Stored items:
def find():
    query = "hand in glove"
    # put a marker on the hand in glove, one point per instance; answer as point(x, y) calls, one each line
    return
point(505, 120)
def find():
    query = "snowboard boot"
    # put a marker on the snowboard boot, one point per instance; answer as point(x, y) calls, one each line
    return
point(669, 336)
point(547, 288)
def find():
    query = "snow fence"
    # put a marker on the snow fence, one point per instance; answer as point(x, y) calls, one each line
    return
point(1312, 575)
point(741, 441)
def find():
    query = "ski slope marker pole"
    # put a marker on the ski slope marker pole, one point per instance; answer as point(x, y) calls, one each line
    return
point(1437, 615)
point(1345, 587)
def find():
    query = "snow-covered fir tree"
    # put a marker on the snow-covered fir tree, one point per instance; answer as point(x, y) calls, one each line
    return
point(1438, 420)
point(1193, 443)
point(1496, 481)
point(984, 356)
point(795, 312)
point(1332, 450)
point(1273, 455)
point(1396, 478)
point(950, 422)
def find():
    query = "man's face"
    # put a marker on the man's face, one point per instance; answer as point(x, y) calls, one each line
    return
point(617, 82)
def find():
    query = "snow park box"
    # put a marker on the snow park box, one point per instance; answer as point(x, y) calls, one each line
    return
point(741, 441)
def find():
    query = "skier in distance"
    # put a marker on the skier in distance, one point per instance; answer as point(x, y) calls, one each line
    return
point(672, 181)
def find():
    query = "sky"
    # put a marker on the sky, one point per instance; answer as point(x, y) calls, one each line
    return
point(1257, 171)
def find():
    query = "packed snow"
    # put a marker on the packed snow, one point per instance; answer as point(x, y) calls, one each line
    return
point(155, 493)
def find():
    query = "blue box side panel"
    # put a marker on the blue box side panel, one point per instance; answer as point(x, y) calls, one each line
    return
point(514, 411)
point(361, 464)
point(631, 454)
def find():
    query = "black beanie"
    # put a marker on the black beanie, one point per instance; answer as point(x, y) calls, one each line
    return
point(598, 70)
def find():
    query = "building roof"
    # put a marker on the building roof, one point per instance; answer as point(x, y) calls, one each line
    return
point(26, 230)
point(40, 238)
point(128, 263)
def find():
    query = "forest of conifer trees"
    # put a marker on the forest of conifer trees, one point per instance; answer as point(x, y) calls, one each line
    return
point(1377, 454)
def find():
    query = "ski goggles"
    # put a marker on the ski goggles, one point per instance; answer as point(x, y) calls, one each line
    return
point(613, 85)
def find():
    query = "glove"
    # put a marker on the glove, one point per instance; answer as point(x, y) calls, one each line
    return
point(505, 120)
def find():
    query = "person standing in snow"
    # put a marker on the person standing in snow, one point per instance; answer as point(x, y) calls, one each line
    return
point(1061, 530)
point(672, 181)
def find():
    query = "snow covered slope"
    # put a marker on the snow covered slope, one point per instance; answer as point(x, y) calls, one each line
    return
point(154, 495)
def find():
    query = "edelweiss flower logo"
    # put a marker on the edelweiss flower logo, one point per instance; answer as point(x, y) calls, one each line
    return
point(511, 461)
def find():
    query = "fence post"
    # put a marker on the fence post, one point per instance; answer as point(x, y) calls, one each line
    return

▶ [REQUEST]
Copy out everything from the start of the material down to the line containing "point(1345, 587)", keeping both ends.

▶ [SOLUTION FOR THIS TASK]
def find():
    query = "hand in glove"
    # put a marker on the hand in glove, one point per instance; answer as point(x, y) calls, one each line
    return
point(505, 120)
def find():
    query = "snowboard boot"
    # put a marker on the snowboard boot, one point per instance; answer as point(x, y) calls, one each line
    return
point(669, 336)
point(547, 288)
def find():
    query = "snow fence"
    # put a marker on the snow fence, one point per instance; answer as point(x, y) calls, one each line
    return
point(1312, 575)
point(741, 441)
def find():
    query = "ski slope marker pole"
    # put a marker on the ski slope marker pole, one point per instance; answer as point(x, y) calls, one each line
    return
point(1437, 615)
point(1345, 587)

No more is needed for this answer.